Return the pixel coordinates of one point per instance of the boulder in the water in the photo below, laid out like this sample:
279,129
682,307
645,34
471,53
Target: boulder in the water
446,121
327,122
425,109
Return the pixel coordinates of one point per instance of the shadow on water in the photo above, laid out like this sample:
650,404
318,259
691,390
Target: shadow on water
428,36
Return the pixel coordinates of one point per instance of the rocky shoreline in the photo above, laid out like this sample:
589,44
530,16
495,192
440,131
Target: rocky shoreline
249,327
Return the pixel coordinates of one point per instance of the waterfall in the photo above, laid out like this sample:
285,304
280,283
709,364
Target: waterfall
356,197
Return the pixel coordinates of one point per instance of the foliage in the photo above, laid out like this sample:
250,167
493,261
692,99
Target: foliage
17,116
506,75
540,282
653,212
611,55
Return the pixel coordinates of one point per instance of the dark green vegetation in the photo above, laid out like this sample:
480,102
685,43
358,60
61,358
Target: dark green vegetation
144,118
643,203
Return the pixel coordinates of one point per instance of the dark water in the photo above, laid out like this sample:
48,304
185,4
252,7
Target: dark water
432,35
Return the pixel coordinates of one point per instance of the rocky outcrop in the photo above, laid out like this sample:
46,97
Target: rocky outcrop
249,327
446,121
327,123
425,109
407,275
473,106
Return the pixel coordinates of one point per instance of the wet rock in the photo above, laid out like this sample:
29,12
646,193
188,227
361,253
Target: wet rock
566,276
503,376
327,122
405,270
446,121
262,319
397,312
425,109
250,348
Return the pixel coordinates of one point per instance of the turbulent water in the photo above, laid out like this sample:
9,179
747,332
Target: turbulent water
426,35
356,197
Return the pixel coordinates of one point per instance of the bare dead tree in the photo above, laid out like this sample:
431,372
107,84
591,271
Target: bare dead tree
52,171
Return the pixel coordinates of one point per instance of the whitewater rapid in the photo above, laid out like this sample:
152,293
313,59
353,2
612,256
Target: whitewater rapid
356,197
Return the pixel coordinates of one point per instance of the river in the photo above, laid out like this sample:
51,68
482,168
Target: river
* * *
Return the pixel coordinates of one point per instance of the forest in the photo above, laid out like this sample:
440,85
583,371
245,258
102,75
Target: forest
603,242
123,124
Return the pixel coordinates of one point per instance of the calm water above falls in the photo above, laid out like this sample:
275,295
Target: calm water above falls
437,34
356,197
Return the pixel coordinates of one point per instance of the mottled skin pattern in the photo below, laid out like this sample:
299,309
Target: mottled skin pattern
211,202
==
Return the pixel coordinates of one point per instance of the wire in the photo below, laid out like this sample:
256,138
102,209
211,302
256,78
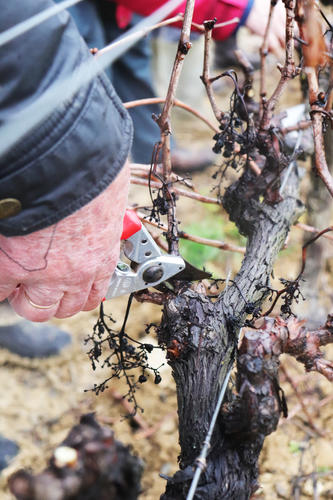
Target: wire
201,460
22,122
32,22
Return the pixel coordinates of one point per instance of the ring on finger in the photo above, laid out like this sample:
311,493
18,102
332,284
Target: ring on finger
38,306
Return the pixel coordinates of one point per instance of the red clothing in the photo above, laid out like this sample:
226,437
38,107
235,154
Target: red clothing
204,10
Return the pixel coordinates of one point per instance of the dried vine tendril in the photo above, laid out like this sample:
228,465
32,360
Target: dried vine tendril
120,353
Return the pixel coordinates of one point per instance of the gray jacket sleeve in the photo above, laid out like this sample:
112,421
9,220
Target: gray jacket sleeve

■ What is needed ■
Switch "laid out like this sample" to "formatted like this sample" and give back only the lines from the one that has "of the ring" through the one that has "Target: gray jacket sleeve", with everything else in them unchanged.

■ Solution for this task ■
Return the pixel coordinates of one point per instance of the ring on finger in the photo above, formatted like this sample:
311,493
18,102
332,284
Target: ring on finger
38,306
Return the pixel coordinates of one point per instance of the red clothing in the photo above, formatted like this sample:
226,437
38,107
235,154
Target: red clothing
204,10
Return the pixel coordinates of one point per instance of the dried vine tendril in the photo above, formatted like this sample:
228,465
32,360
Target: dried vine tendril
120,353
Return the pixel coordinates of one point per instance of the gray jacket sleeve in the photo above, formatted like this sample:
112,421
9,220
Target: gray jacket sleeve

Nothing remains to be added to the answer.